Frankenweenie–an early offering from Tim Burton.
Harold & Maude
Which reminds me… I haven’t watched it in a while
On it’s own DVD or on “The Nightmare Before Christmas”?
Prince of Darkness: “I’ve got a message for you and you’re not going to like it. Pray for death.”
The Last Wave: A different kind of apocalypse.
Roadside Prophets: Motorcycles and the art of Zen. Has John Doe, John Cusack, Adam Horowitz, Timothy Leary and… other people I can’t remember.
My Chauffeur: a somewhat cheesy, fun 80’s movie. It’s great to watch, if for no other reason than groaning at the clothes that we used to consider stylish back then.
Hell Comes to Frogtown: A post-apocalyptic movie with Rowdy Roddy Piper and, you guessed it, mutant frog-men.
I don’t know if this counts as unusual per se, but I did disturb the cashier at Best Buy when I bought Sweet Home Alabama and Road House at the same time.

• [QUESTIONS TO ANSWER]:
**a)** Decide whether each statement agrees with the movie list. Answer yes or no, quoting the deciding words. (i) The Last Wave is described as a different kind of apocalypse. (ii) Hell Comes to Frogtown features Timothy Leary. (iii) The writer bought Sweet Home Alabama and Road House together at Best Buy.
**b)** Rewrite the movie list starting with "My Chauffeur: a" and going on through "the same time.", replacing "cashier" with "clerk".

[Saved entries]

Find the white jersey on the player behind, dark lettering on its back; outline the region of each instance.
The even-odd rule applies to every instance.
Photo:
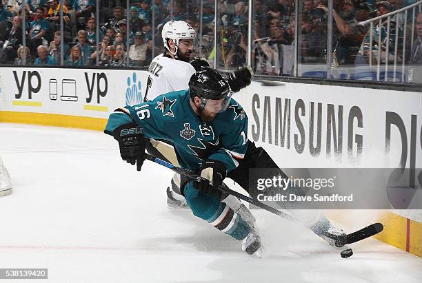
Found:
[[[148,80],[143,101],[152,101],[161,94],[188,90],[189,80],[195,69],[190,63],[160,54],[148,67]]]

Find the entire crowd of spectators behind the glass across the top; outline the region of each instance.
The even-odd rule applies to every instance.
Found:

• [ANSWERS TO THIS EXERCISE]:
**a)**
(i) Yes: "The Last Wave: A different kind of apocalypse."
(ii) No: "Hell Comes to Frogtown: A post-apocalyptic movie with Rowdy Roddy Piper and, you guessed it, mutant frog-men."
(iii) Yes: "I did disturb the cashier at Best Buy when I bought Sweet Home Alabama and Road House at the same time."

**b)**
My Chauffeur: a somewhat cheesy, fun 80’s movie. It’s great to watch, if for no other reason than groaning at the clothes that we used to consider stylish back then.
Hell Comes to Frogtown: A post-apocalyptic movie with Rowdy Roddy Piper and, you guessed it, mutant frog-men.
I don’t know if this counts as unusual per se, but I did disturb the clerk at Best Buy when I bought Sweet Home Alabama and Road House at the same time.